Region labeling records
## BEGIN

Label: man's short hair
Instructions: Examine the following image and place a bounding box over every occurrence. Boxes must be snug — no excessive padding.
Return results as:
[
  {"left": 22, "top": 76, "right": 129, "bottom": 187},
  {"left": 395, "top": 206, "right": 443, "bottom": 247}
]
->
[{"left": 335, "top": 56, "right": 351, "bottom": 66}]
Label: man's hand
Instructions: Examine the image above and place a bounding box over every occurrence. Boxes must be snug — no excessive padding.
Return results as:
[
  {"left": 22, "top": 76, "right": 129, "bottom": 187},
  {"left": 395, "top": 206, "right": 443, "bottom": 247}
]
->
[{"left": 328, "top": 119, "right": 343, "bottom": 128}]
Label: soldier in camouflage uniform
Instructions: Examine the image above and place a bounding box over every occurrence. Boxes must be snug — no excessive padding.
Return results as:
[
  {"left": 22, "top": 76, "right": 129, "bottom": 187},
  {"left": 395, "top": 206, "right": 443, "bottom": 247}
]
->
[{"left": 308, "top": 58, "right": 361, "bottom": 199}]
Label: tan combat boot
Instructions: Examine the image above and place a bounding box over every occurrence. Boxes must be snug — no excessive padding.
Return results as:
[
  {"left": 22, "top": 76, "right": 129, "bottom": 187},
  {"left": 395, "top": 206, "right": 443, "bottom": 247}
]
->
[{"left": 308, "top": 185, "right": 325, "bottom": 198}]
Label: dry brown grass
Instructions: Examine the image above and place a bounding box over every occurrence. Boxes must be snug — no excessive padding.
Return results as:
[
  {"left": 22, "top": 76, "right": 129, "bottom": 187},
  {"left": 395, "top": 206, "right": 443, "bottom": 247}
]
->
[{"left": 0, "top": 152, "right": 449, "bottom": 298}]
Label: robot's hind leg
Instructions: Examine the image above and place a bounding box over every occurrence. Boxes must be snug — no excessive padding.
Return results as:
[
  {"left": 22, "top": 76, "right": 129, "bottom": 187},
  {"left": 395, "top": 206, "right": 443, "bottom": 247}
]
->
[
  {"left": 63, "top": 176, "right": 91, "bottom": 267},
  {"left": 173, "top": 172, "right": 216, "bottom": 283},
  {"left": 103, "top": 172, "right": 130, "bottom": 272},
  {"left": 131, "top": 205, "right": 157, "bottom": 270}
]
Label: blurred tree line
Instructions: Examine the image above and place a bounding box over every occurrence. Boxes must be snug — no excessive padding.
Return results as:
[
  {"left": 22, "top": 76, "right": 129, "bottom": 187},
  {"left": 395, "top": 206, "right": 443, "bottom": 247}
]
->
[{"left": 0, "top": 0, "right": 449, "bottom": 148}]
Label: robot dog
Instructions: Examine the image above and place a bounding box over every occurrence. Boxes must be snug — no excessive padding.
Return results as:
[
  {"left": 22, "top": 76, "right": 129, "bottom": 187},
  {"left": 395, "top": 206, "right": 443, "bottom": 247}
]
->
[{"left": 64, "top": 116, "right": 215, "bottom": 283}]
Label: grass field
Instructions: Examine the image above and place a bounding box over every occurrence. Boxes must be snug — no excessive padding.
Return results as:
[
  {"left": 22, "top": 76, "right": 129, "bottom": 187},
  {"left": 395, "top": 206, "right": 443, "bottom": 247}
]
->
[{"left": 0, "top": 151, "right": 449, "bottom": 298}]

## END
## BEGIN

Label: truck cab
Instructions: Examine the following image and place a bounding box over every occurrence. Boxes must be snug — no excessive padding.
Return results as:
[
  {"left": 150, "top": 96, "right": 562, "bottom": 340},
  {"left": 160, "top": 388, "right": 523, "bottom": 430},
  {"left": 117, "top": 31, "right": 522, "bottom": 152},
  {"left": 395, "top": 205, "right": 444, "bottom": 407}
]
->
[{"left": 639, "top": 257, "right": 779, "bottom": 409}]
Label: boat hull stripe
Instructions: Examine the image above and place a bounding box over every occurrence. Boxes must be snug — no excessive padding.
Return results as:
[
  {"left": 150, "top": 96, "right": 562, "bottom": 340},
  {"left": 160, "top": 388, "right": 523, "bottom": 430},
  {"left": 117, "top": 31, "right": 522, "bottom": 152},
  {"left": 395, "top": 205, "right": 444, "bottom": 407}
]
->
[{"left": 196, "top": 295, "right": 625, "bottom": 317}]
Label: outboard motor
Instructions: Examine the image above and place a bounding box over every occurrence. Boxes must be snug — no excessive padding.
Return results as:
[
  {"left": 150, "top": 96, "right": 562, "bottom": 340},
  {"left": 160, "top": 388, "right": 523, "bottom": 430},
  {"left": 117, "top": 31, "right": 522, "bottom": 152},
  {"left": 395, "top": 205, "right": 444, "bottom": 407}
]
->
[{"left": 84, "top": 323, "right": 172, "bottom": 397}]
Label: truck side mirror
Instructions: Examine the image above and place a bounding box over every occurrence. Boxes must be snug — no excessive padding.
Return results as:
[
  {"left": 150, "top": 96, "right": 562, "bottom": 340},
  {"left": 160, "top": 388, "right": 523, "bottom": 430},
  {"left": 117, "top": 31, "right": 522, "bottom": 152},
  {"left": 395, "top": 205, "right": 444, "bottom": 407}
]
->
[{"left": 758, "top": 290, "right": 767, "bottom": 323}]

## END
## BEGIN

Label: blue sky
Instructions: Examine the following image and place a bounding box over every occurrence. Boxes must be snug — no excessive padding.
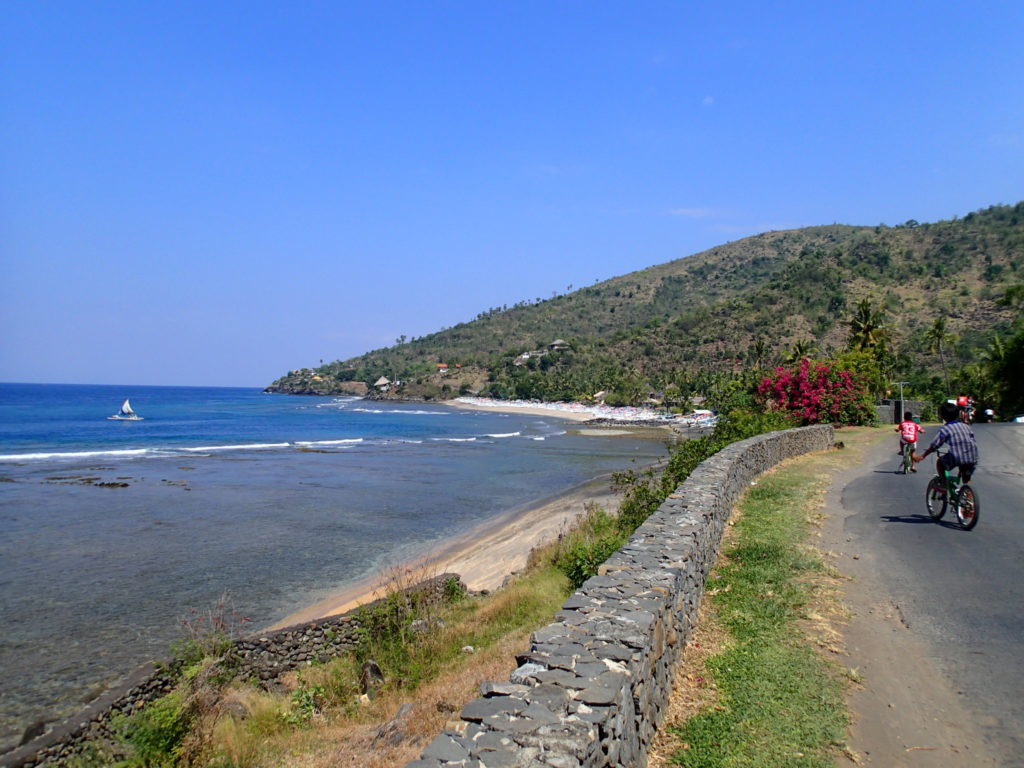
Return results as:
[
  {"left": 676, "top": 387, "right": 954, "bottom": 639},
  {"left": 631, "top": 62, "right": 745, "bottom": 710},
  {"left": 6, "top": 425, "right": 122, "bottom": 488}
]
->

## END

Your objective:
Tally the lines in the records above that contain the string "truck", treating case as significant. Give only the number.

Complete response:
2